Exercise details » Gather every line of the records below that contains the word "hand".

Data provided »

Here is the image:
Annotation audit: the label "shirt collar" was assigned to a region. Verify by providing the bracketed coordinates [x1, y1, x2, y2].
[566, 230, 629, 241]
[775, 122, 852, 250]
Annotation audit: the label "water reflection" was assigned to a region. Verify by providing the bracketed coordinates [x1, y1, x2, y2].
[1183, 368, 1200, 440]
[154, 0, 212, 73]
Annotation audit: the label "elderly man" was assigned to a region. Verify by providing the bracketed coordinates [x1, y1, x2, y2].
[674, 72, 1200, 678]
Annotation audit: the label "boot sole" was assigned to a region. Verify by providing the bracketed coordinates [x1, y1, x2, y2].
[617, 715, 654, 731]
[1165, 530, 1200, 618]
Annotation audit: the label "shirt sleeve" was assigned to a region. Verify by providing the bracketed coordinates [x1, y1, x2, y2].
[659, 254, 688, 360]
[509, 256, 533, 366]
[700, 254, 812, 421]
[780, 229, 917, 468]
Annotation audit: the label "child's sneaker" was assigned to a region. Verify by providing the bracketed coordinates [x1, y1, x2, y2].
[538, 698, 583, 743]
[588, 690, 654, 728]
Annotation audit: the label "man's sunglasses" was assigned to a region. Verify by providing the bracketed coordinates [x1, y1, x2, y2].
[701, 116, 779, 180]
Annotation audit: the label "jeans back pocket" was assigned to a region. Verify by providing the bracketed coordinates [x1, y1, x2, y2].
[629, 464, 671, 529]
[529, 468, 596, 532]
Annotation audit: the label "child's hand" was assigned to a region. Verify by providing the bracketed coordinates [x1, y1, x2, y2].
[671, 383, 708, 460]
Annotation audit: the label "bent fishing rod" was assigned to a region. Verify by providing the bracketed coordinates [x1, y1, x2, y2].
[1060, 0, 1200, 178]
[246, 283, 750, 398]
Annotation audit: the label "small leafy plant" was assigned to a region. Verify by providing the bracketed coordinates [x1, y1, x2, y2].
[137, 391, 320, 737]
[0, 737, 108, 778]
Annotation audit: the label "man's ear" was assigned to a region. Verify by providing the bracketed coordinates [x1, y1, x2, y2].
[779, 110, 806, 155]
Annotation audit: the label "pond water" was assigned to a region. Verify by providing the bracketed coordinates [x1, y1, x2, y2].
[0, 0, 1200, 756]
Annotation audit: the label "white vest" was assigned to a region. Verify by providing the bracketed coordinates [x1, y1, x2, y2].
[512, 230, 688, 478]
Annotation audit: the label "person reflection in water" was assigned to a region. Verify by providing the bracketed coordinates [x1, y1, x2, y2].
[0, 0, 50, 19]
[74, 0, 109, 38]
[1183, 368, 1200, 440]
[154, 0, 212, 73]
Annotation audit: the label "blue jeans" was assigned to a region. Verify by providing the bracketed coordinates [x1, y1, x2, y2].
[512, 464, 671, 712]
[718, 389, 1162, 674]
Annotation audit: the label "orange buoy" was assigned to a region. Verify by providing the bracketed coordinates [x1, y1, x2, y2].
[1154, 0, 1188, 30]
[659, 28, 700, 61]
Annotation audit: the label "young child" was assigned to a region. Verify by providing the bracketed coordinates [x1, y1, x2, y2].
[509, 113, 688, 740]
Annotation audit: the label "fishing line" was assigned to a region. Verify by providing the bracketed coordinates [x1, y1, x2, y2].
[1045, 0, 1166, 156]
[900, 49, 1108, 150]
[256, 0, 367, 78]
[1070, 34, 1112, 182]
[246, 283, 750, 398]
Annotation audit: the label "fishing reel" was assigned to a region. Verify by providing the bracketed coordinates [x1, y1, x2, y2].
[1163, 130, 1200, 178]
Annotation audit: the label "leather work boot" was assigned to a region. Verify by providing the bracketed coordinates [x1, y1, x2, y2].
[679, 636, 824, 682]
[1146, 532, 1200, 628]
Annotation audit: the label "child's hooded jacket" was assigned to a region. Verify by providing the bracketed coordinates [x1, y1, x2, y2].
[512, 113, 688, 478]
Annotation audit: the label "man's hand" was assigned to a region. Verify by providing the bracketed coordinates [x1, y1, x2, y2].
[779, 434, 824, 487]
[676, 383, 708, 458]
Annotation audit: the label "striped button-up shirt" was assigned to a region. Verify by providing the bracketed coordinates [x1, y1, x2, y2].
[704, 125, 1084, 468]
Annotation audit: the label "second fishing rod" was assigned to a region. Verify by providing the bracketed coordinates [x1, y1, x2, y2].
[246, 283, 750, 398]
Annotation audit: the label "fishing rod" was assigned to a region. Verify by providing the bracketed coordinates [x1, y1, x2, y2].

Response below »
Annotation audit: the label "child's hand" was assigned to a region. Verify by providing the bracketed coordinates [x1, y1, x2, y2].
Annotation audit: the label "man's hand" was assigned to a region. Verify by providing the bracketed coordinates [x1, y1, x2, y2].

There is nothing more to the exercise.